* _Given information_:
* Begin *

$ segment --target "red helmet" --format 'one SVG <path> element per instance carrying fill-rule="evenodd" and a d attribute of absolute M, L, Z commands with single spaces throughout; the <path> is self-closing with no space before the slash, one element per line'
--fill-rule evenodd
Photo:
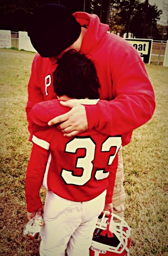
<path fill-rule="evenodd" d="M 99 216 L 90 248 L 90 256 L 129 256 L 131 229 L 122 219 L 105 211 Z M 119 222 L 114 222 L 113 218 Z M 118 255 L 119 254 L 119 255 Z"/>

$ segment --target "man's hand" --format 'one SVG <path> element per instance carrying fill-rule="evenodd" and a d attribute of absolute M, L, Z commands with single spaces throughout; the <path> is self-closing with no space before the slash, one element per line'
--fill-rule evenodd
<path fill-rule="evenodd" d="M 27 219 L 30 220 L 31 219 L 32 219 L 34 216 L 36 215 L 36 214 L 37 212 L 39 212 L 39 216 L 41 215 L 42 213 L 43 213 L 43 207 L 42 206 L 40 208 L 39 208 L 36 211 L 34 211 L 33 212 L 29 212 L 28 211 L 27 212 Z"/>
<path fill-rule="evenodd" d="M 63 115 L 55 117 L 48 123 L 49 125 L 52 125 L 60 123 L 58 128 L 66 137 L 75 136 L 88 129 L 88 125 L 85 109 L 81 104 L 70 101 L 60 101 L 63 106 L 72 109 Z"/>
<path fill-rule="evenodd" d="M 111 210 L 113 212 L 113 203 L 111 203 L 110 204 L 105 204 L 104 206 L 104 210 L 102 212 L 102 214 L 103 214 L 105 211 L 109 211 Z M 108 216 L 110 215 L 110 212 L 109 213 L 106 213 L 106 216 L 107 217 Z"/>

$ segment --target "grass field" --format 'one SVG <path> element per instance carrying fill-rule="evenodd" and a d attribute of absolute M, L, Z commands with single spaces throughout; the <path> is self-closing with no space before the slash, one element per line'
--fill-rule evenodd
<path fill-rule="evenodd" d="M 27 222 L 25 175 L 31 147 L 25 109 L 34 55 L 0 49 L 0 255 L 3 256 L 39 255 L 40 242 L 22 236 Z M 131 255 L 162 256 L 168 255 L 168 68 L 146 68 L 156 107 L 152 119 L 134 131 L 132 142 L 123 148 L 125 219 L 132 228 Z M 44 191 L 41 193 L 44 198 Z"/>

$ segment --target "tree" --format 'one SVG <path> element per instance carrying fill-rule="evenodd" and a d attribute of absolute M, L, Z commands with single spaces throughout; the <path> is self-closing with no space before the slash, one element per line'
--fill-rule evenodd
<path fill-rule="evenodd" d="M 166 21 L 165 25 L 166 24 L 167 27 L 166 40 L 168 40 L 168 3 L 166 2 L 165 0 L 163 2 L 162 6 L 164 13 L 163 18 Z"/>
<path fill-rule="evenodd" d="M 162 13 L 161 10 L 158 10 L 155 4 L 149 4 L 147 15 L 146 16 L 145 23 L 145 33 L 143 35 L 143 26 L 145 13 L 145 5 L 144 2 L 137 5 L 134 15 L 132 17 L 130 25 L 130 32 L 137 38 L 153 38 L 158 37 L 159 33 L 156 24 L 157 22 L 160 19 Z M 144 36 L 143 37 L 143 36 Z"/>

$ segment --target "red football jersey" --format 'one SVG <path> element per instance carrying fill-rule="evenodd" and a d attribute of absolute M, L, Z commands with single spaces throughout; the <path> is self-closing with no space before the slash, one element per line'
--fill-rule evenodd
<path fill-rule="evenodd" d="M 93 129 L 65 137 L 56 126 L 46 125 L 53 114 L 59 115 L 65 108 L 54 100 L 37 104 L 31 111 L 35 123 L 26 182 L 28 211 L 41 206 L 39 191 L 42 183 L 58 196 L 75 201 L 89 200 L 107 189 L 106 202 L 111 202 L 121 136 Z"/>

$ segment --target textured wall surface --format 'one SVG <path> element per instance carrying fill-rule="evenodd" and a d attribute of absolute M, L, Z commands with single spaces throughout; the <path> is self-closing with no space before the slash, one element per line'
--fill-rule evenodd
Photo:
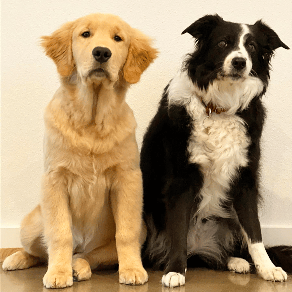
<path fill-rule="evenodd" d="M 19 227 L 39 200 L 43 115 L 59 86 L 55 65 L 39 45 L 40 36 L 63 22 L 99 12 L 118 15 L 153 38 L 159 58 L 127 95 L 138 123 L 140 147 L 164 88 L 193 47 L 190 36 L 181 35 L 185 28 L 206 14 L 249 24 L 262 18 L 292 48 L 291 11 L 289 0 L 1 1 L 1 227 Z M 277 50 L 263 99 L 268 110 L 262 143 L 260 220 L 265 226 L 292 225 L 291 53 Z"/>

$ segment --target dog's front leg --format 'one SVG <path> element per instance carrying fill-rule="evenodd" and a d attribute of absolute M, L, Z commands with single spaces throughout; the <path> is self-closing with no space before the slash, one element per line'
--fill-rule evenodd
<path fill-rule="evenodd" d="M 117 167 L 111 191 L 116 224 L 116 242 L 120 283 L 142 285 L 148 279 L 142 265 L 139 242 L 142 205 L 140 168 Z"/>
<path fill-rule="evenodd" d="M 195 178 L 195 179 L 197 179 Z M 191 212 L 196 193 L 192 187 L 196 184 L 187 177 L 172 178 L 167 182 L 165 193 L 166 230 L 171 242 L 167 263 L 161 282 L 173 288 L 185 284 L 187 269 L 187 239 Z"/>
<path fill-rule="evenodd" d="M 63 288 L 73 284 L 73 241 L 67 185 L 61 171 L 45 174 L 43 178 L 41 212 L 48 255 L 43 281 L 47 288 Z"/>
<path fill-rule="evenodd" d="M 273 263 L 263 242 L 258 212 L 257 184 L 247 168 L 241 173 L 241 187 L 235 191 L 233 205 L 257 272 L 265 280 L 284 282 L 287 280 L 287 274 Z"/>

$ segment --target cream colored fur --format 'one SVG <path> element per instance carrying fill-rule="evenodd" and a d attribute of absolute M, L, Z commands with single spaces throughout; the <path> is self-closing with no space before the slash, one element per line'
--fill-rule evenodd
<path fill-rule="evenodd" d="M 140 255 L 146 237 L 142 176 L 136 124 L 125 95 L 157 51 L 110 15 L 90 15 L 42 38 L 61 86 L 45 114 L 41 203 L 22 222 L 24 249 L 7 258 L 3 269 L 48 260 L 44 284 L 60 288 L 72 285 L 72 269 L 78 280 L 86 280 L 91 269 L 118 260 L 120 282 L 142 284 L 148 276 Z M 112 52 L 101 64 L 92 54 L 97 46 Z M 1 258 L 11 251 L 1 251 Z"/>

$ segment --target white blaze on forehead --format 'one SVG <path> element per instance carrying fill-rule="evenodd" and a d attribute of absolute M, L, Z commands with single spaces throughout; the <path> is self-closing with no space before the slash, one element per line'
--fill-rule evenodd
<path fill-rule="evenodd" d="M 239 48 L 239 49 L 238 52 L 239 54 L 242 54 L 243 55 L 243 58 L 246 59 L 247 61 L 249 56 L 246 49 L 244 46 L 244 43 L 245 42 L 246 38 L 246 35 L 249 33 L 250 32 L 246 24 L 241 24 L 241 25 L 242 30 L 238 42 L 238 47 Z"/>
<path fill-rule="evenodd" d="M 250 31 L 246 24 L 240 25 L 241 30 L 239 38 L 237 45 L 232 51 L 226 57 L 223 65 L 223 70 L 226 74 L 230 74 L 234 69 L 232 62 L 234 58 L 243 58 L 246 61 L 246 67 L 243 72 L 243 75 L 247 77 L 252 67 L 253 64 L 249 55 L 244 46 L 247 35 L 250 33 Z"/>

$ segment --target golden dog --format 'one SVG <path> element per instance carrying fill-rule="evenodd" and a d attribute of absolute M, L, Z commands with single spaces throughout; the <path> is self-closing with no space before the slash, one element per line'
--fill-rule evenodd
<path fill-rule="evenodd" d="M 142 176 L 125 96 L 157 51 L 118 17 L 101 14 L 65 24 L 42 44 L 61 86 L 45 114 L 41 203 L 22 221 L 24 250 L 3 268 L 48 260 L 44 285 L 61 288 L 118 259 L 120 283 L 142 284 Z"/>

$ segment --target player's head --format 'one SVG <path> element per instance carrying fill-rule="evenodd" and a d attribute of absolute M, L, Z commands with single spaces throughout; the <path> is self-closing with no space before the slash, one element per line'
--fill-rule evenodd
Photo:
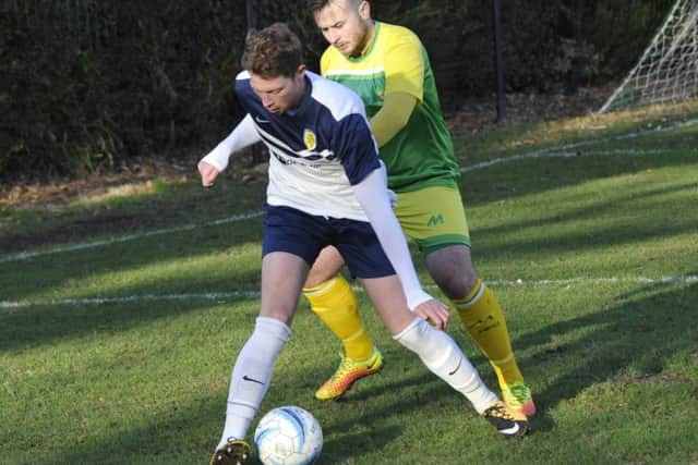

* End *

* _Task prompt_: Can you copy the listing above verbatim, starting at the line that contains "segment --target player's" and stopping at the end of the listing, with the picture left out?

* _Response to this task_:
$ segment --target player's head --format 'one SVG <path> element per instance carrying fill-rule="evenodd" and a d attribute of absolute M, L, Z commands with single spaces throughout; the <path> is self-closing with no space before the slash, one element per line'
--fill-rule evenodd
Photo:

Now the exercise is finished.